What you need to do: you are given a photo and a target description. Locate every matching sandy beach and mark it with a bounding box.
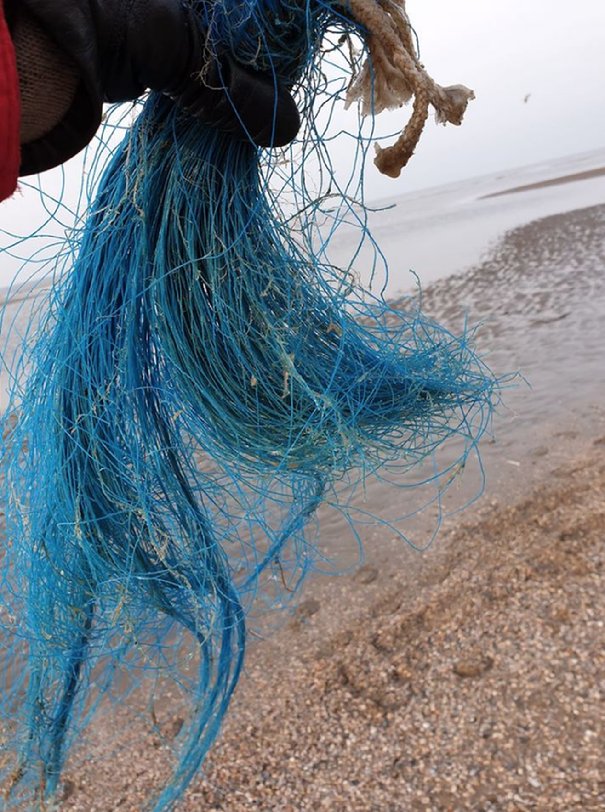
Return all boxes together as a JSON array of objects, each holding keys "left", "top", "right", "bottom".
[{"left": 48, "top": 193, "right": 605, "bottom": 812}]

---

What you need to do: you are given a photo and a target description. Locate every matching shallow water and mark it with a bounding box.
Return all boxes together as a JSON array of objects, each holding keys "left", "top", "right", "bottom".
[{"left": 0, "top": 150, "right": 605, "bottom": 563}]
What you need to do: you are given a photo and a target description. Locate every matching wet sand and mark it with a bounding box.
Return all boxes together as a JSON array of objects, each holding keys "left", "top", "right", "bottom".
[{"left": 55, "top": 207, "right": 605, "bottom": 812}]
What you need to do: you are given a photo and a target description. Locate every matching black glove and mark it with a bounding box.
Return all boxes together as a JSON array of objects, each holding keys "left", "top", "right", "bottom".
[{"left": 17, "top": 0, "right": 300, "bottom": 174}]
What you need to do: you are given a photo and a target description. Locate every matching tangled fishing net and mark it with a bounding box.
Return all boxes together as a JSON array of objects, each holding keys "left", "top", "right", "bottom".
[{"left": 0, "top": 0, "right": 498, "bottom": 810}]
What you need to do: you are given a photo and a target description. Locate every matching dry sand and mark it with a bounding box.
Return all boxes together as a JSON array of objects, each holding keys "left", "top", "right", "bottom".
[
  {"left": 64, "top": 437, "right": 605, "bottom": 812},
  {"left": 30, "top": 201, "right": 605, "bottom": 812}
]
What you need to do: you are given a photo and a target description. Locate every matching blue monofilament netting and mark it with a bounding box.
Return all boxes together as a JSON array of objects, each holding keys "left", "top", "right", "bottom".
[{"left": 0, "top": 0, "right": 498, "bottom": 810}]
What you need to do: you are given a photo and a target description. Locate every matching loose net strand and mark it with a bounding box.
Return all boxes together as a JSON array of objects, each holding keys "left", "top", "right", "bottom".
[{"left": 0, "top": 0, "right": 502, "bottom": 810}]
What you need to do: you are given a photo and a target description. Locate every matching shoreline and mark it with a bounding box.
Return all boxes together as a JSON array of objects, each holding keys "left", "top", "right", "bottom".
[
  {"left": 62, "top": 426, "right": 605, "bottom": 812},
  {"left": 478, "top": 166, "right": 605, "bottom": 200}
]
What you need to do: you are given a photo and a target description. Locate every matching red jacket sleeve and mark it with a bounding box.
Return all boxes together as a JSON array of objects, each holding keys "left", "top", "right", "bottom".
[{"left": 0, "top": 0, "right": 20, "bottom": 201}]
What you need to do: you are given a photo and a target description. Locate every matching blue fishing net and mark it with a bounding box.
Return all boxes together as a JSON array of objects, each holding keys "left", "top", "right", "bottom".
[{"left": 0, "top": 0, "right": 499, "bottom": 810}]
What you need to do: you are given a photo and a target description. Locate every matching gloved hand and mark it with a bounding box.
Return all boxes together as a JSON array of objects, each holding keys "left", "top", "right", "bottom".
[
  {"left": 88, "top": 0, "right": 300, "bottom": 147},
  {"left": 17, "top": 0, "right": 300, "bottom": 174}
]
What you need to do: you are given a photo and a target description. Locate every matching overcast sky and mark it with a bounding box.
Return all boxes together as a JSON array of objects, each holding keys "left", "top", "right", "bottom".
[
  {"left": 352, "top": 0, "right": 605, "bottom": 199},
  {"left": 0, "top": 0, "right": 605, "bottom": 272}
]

--

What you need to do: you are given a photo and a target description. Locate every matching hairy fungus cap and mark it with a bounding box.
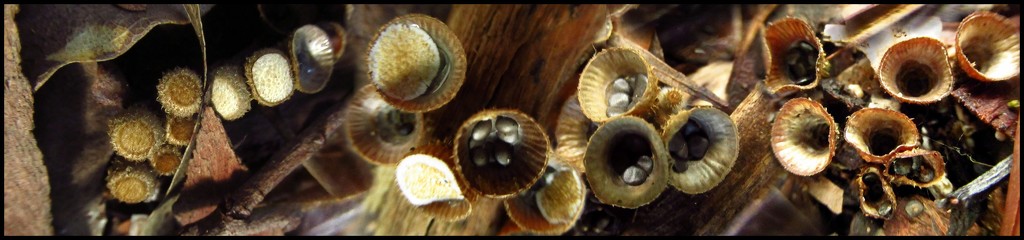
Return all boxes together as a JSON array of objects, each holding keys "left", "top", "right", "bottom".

SET TASK: Count the lines in the items above that contain the word "blue". Reply with the number only.

SOLUTION TO THE EXERCISE: 2